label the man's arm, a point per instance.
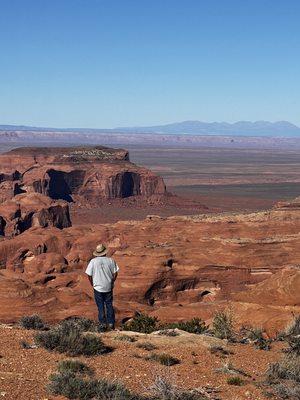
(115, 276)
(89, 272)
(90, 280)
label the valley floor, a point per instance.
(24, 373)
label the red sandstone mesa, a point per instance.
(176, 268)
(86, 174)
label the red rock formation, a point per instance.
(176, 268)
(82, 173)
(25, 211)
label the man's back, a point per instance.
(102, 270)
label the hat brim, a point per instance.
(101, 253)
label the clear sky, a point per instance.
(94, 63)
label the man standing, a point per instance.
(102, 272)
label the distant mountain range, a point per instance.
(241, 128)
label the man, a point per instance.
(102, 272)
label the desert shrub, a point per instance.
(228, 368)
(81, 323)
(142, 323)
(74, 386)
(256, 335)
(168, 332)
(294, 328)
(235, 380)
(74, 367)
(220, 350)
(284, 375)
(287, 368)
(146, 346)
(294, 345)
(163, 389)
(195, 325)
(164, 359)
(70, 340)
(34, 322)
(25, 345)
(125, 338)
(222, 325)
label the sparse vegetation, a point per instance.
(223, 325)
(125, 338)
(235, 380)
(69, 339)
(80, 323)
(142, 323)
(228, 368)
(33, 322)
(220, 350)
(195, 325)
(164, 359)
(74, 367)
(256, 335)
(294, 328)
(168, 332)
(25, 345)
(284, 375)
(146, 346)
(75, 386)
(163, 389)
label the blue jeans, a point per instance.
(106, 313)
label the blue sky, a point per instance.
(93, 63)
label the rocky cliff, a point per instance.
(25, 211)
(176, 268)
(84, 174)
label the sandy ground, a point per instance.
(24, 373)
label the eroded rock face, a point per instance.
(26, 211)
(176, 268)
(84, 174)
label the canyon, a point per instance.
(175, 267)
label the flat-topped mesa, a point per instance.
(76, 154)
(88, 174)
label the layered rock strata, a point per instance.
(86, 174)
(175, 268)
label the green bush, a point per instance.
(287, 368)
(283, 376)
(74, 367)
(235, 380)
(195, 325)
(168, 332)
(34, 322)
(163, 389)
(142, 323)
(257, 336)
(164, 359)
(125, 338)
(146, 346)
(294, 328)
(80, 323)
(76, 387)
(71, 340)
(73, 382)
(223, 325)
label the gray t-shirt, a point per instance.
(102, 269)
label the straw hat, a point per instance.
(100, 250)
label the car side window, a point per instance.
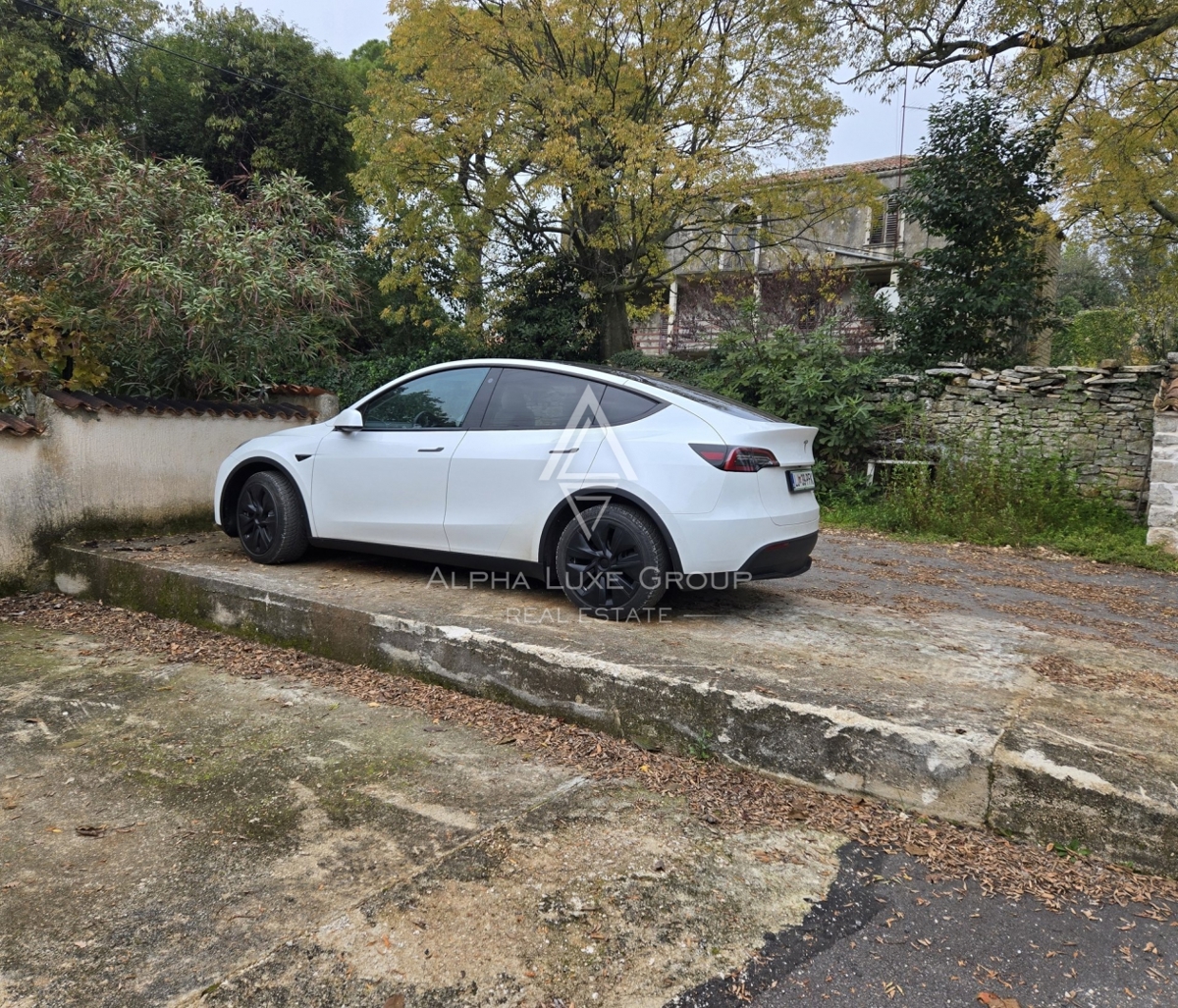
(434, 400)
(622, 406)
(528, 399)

...

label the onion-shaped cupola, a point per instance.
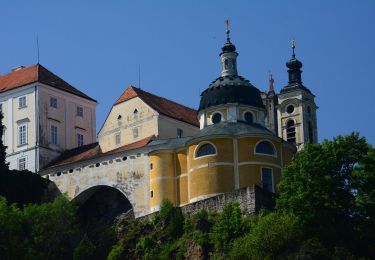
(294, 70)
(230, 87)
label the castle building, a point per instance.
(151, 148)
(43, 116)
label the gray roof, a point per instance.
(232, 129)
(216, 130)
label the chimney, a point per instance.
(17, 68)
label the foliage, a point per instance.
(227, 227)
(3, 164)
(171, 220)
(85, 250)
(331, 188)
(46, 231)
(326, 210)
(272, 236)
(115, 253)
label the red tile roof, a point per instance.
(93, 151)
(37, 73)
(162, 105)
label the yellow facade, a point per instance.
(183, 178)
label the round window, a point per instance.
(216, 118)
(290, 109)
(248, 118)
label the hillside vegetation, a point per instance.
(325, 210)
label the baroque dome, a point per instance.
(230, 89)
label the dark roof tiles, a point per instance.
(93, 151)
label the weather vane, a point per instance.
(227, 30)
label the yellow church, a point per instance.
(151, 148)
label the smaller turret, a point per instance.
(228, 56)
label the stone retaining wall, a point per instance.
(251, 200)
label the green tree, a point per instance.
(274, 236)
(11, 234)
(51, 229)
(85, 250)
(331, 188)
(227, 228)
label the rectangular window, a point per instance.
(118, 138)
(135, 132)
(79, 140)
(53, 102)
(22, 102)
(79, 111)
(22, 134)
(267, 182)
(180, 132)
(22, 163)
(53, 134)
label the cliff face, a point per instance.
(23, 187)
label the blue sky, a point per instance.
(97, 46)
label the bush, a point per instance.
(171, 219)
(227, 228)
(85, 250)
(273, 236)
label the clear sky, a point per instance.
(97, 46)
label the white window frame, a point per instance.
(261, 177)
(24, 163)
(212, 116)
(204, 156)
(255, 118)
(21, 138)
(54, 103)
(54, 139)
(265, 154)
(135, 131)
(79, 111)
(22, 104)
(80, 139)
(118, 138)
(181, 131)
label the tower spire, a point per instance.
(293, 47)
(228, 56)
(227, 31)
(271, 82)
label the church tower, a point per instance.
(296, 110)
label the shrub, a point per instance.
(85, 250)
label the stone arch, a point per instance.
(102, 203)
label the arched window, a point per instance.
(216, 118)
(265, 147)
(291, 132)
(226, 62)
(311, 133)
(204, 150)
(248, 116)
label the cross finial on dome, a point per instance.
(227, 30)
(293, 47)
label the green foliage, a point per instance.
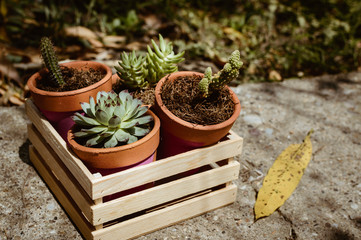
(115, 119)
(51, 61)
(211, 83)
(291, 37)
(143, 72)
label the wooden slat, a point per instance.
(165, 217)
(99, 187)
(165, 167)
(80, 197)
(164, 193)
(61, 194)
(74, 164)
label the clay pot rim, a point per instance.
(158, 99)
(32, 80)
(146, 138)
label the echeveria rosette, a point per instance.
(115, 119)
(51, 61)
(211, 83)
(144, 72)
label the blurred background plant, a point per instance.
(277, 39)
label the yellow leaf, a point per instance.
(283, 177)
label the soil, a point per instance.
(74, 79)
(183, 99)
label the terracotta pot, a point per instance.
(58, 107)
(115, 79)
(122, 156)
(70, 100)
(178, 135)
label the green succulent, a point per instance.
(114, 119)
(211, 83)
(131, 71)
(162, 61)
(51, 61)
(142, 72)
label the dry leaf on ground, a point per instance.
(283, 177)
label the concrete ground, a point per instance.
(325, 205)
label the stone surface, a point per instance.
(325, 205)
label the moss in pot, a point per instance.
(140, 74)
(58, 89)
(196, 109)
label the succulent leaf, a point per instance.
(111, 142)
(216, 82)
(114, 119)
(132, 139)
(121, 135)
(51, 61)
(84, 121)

PROBLEM
Count the lines in the listing above that contain the word "yellow" and give only that number.

FINISHED EXERCISE
3